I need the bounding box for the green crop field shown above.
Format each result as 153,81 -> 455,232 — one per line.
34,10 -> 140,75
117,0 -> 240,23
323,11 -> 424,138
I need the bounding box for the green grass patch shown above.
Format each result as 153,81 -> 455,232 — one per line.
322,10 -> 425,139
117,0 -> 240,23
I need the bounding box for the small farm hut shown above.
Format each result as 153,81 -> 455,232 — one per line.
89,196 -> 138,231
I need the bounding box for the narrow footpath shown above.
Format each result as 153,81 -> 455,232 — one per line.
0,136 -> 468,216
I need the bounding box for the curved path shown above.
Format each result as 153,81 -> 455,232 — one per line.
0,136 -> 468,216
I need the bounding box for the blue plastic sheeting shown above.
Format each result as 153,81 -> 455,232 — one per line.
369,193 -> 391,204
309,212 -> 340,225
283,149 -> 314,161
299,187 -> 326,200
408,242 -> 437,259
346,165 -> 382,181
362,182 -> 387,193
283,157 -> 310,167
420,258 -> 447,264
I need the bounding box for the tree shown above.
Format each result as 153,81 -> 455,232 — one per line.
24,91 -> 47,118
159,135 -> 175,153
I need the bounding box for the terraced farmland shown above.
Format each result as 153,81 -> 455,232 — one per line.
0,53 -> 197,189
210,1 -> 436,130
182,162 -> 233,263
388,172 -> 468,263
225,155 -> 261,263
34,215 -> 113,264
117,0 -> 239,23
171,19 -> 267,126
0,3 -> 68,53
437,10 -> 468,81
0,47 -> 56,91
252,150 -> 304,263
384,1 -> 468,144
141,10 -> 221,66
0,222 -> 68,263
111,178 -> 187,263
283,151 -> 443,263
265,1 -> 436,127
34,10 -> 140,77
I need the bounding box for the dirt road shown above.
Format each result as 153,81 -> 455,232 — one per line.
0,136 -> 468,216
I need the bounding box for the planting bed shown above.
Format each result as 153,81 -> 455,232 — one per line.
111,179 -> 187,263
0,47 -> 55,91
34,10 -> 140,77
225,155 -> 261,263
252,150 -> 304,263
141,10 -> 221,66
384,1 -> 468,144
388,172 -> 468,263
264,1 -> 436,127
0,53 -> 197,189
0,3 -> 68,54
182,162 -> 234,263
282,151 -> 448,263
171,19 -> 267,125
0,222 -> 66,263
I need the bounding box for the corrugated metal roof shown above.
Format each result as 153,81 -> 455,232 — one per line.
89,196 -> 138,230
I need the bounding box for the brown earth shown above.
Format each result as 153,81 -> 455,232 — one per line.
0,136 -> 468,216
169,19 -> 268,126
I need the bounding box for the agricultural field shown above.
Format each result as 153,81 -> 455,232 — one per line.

◆ ◆ ◆ ◆ ◆

* _Directions for this task_
Rewrite all of the material above with "dirt road" swapped for "unpaved road", leaving every other line unchanged.

* _Final result_
I need the bounding box for the green crop field shown above.
Format each result as 153,81 -> 455,232 — one per line.
34,10 -> 140,75
117,0 -> 240,23
323,11 -> 424,138
I need the bounding box for the green grass patch shown above.
Format each result as 153,81 -> 455,232 — one per line.
322,10 -> 425,139
117,0 -> 240,23
I need the bounding box for the small farm hut shown above.
Format each result as 153,81 -> 455,232 — one per line.
89,196 -> 138,231
I need the bounding box for the narrow footpath shown above.
Format each result as 153,81 -> 455,232 — one per line.
0,136 -> 468,216
I need the bounding box for the curved path shown above.
Format each result as 153,81 -> 455,232 — one per line.
0,136 -> 468,216
I need the bounding box for the blue plastic sheeting shown above.
Format each result as 153,81 -> 455,232 — one per line.
369,193 -> 391,204
309,212 -> 340,225
283,149 -> 314,161
299,187 -> 326,200
408,242 -> 437,259
346,165 -> 382,181
362,182 -> 387,193
283,157 -> 310,167
420,258 -> 447,264
I need the bounding box for the tree shown above.
Format each result as 153,81 -> 455,232 — one per line.
24,91 -> 47,118
159,135 -> 175,153
I need the bounding box for the terraced farmland shown above.
Format each result as 153,81 -> 455,232 — one per line.
0,53 -> 197,189
210,1 -> 436,130
182,162 -> 233,263
388,172 -> 468,263
225,155 -> 261,263
34,215 -> 113,264
117,0 -> 239,23
171,19 -> 267,126
0,3 -> 68,53
437,10 -> 468,81
0,47 -> 56,91
252,150 -> 304,263
384,1 -> 468,144
141,10 -> 221,66
0,222 -> 68,263
111,178 -> 187,263
283,151 -> 443,263
265,1 -> 436,127
34,10 -> 140,77
I need the bounding box for the unpaved road shown above.
Format each result as 153,81 -> 455,232 — one per line.
0,136 -> 468,216
I need the bounding box for the planting bed shown above.
Format each result as 153,81 -> 455,232 — one per line.
111,179 -> 187,263
0,47 -> 55,91
34,10 -> 140,77
225,155 -> 261,263
252,150 -> 304,263
141,10 -> 221,66
384,1 -> 468,144
388,172 -> 468,263
264,1 -> 436,127
0,53 -> 197,189
0,3 -> 68,54
182,162 -> 234,263
282,151 -> 448,263
171,19 -> 267,125
0,222 -> 66,263
I need the bounding box for the corrugated metal roof shown above.
Format each result as 153,81 -> 455,232 — one per line.
89,196 -> 138,230
I need the bounding box for the brown earth shown above.
Format each result as 153,81 -> 455,232 — one per line.
0,136 -> 468,216
169,19 -> 268,126
I need the bounding box for the agricultural field shown above.
Format each result as 153,81 -> 455,232 — one per line.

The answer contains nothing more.